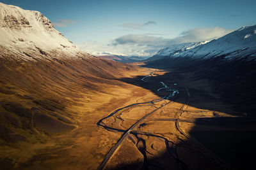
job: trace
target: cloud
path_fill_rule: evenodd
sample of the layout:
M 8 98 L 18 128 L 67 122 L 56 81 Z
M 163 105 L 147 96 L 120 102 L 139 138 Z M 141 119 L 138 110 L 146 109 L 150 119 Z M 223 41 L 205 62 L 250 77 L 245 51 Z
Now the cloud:
M 121 25 L 122 26 L 129 29 L 141 29 L 141 25 L 134 23 L 127 23 Z
M 52 22 L 52 25 L 58 27 L 67 27 L 70 24 L 73 24 L 76 23 L 76 20 L 68 20 L 68 19 L 62 19 L 56 22 Z
M 155 21 L 148 21 L 144 24 L 126 23 L 122 24 L 121 26 L 133 29 L 143 29 L 143 27 L 148 25 L 156 25 Z
M 92 54 L 111 52 L 112 53 L 122 53 L 128 56 L 150 57 L 160 49 L 172 45 L 211 40 L 232 31 L 222 27 L 195 29 L 184 31 L 174 38 L 166 38 L 157 34 L 128 34 L 112 40 L 106 39 L 101 42 L 92 41 L 77 45 Z
M 115 39 L 112 42 L 112 45 L 116 46 L 118 45 L 134 44 L 138 46 L 164 47 L 174 44 L 209 41 L 221 37 L 232 31 L 232 29 L 225 29 L 218 27 L 195 29 L 184 31 L 179 36 L 172 39 L 145 34 L 128 34 Z
M 149 21 L 147 22 L 146 23 L 143 24 L 142 25 L 142 26 L 146 26 L 146 25 L 150 25 L 150 24 L 156 25 L 156 22 L 154 22 L 154 21 L 149 20 Z

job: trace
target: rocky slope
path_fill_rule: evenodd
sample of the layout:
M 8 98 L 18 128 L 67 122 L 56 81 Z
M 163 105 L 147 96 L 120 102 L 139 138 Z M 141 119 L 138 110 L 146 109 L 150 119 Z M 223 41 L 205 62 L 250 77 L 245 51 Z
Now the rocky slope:
M 26 167 L 52 136 L 77 129 L 132 68 L 79 50 L 40 12 L 0 3 L 0 169 Z

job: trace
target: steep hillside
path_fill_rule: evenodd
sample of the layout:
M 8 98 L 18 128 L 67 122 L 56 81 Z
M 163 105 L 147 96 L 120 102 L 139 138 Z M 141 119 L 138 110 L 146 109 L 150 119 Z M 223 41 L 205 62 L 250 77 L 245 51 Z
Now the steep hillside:
M 144 57 L 136 57 L 136 56 L 128 57 L 128 56 L 122 56 L 118 55 L 100 55 L 99 57 L 106 60 L 114 60 L 124 63 L 140 62 L 145 60 L 147 58 Z
M 243 27 L 218 39 L 207 43 L 197 43 L 191 48 L 190 45 L 193 44 L 180 44 L 162 49 L 152 59 L 157 56 L 160 58 L 156 59 L 164 56 L 193 59 L 225 56 L 226 59 L 246 57 L 248 59 L 254 59 L 256 57 L 256 25 Z
M 25 168 L 66 143 L 82 118 L 122 97 L 116 80 L 138 69 L 79 50 L 38 11 L 0 3 L 0 169 Z
M 147 66 L 175 68 L 210 80 L 221 99 L 239 111 L 255 116 L 256 25 L 177 55 L 148 62 Z

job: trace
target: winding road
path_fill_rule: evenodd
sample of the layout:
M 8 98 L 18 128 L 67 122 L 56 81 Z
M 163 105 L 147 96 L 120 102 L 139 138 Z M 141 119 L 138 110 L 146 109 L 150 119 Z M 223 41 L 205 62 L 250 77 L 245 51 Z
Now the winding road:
····················
WHAT IS EXPECTED >> Present the entries, from their start up to and including the line with "M 26 167 L 52", as a Markdown table with the columns Row and Line text. Skip blank lines and leave the pictures out.

TASK SOLUTION >>
| Row | Line text |
|---|---|
| 1 | job: trace |
| 2 | target: cloud |
| 3 | path_fill_rule: evenodd |
| 4 | sample of the layout: |
| 5 | M 8 98 L 18 128 L 67 122 L 56 81 Z |
| 6 | M 163 105 L 147 96 L 120 102 L 139 138 Z M 141 119 L 138 110 L 146 109 L 150 119 Z M 223 41 L 205 62 L 250 77 L 245 51 Z |
| 7 | Now the cloud: |
| 8 | M 121 25 L 122 26 L 129 29 L 141 29 L 141 25 L 134 23 L 127 23 Z |
| 9 | M 52 22 L 52 25 L 58 27 L 67 27 L 70 24 L 73 24 L 76 23 L 76 20 L 68 20 L 68 19 L 62 19 L 56 22 Z |
| 10 | M 155 21 L 148 21 L 144 24 L 126 23 L 122 24 L 121 26 L 133 29 L 143 29 L 143 27 L 148 25 L 156 25 Z |
| 11 | M 92 54 L 111 52 L 112 53 L 122 53 L 128 56 L 150 57 L 160 49 L 172 45 L 211 40 L 232 31 L 222 27 L 195 29 L 184 31 L 174 38 L 166 38 L 157 34 L 128 34 L 112 40 L 106 39 L 101 42 L 92 41 L 77 45 Z |
| 12 | M 115 39 L 112 42 L 112 45 L 116 46 L 118 45 L 134 44 L 138 46 L 164 47 L 174 44 L 209 41 L 221 37 L 232 31 L 232 29 L 225 29 L 218 27 L 195 29 L 184 31 L 179 36 L 172 39 L 145 34 L 128 34 Z |
| 13 | M 149 21 L 147 22 L 146 23 L 143 24 L 142 25 L 142 26 L 146 26 L 146 25 L 150 25 L 150 24 L 156 25 L 156 22 L 154 22 L 154 21 L 149 20 Z |
| 14 | job: trace |
| 15 | target: rocky slope |
| 16 | path_fill_rule: evenodd |
| 17 | sample of the layout: |
| 18 | M 8 98 L 18 128 L 67 122 L 56 81 Z |
| 19 | M 163 105 L 147 96 L 120 102 L 139 138 Z M 141 119 L 138 110 L 146 109 L 150 119 Z M 223 41 L 205 62 L 250 77 L 245 51 Z |
| 20 | Now the rocky slope: |
| 21 | M 26 167 L 52 136 L 77 129 L 132 68 L 79 50 L 40 12 L 0 3 L 0 169 Z |